*PASSAGE SHOWN:*
■ ■ ■

I know a lot of people don't think a SS with a rigid fork is a viable beginners bike, but I suspect a lot of folks would do just fine with one and that would give them a viable basic bike to upgrade later. I still miss that bike.


----------



## unerlaubt (Aug 2, 2019)

x..


----------



## Bozo T CLown (Aug 10, 2020)

Colo Springs E said:


> I smashed and thrashed an entry-to-mid level GT Avalanche hardtail with a yellow-sticker Suntour front fork for over a year through rock gardens, continual 12-18" drops, roots, stumps, etc and didn't break myself or the bike. Was it heavier and had lower quality components than more expensive bikes? Of course, but there was nothing any less safe about riding that cheap GT than a much nicer boutique bike. I know. I did it.


Agree. I was on a cheap (practically) ridged, tiny forked, bike in the early 90's trying to ride everything. Bike was better than the rider. Saved up and bought a Gary Fisher hardtail about 1997. Still have it. Would I choose those bikes now? Of course not. But we all can't, and shouldn't, start out on $8,000+ FS bikes.


----------



## unerlaubt (Aug 2, 2019)

■ ■ ■

*RECORDS PROVIDED:*
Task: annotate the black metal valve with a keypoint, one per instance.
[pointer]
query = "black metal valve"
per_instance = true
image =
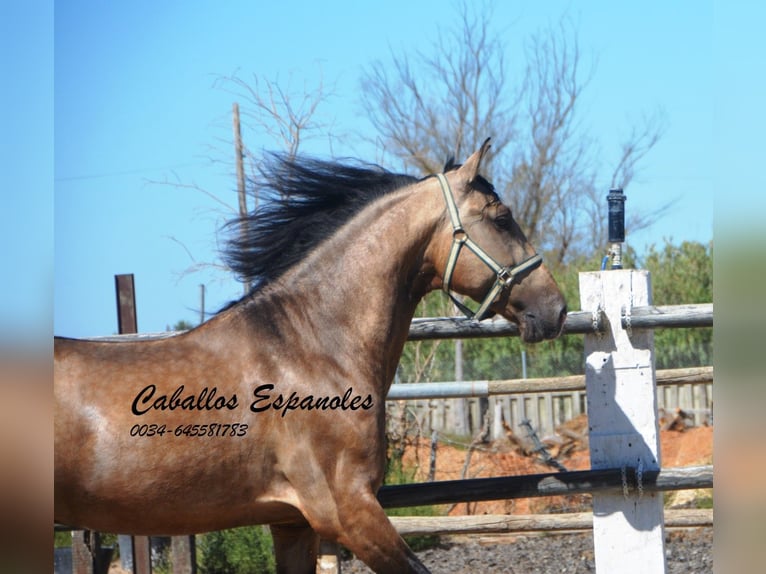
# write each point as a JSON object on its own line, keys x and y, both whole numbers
{"x": 616, "y": 200}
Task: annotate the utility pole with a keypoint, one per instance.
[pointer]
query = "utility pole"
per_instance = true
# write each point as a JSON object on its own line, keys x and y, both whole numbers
{"x": 239, "y": 156}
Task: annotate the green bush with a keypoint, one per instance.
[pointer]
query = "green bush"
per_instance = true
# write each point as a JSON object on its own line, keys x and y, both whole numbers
{"x": 236, "y": 551}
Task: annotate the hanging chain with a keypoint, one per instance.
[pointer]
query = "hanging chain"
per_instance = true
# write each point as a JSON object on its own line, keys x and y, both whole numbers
{"x": 624, "y": 475}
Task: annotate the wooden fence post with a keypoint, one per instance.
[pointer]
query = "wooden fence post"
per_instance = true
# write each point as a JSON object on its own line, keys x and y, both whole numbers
{"x": 628, "y": 526}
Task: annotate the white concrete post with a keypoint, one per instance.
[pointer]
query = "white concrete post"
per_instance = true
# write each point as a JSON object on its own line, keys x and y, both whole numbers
{"x": 628, "y": 526}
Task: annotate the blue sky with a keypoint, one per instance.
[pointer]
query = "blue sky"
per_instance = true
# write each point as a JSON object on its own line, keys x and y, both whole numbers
{"x": 135, "y": 101}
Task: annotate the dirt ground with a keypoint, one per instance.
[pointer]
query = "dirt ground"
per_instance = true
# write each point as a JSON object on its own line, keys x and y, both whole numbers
{"x": 691, "y": 447}
{"x": 687, "y": 550}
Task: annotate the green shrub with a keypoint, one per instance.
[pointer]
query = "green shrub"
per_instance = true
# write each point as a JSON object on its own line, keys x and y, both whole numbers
{"x": 236, "y": 551}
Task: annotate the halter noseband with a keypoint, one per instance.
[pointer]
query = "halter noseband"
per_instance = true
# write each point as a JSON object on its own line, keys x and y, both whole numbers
{"x": 504, "y": 275}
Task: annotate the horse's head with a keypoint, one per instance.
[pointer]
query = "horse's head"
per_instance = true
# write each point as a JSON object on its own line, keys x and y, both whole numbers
{"x": 481, "y": 252}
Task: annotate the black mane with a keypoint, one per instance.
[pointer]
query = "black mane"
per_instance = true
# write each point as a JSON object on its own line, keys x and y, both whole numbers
{"x": 303, "y": 202}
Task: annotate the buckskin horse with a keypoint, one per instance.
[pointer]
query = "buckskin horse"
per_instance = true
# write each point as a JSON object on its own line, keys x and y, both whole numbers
{"x": 273, "y": 411}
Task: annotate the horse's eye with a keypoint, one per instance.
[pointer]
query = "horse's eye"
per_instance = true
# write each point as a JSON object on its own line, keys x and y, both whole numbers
{"x": 503, "y": 218}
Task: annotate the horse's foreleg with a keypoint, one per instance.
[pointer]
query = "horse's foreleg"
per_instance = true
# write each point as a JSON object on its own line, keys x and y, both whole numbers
{"x": 296, "y": 548}
{"x": 365, "y": 530}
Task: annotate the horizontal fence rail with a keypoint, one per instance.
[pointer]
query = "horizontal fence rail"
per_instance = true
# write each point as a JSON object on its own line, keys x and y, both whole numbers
{"x": 577, "y": 323}
{"x": 548, "y": 484}
{"x": 668, "y": 316}
{"x": 508, "y": 523}
{"x": 447, "y": 390}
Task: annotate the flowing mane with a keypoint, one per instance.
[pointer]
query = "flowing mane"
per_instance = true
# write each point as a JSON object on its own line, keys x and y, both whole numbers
{"x": 306, "y": 201}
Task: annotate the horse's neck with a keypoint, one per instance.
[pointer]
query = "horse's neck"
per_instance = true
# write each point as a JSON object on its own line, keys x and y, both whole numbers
{"x": 357, "y": 292}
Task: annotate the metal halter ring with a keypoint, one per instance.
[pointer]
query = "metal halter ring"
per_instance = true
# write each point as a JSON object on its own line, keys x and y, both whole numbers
{"x": 504, "y": 274}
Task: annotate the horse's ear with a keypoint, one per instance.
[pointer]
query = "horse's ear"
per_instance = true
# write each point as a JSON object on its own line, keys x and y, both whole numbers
{"x": 470, "y": 169}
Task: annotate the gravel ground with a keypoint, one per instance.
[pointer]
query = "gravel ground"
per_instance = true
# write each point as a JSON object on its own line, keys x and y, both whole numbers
{"x": 687, "y": 552}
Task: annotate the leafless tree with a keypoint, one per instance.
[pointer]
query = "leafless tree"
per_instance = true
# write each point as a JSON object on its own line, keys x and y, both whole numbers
{"x": 433, "y": 106}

■ ■ ■

*WORK TO DO:*
**1)** In the forum thread, what front fork was on the GT Avalanche hardtail?
**2)** Collect every line of the entries that contains the word "neck".

*ANSWERS FOR THE EXERCISE:*
**1)** A yellow-sticker Suntour front fork.

**2)**
Task: annotate the horse's neck with a keypoint, one per instance.
query = "horse's neck"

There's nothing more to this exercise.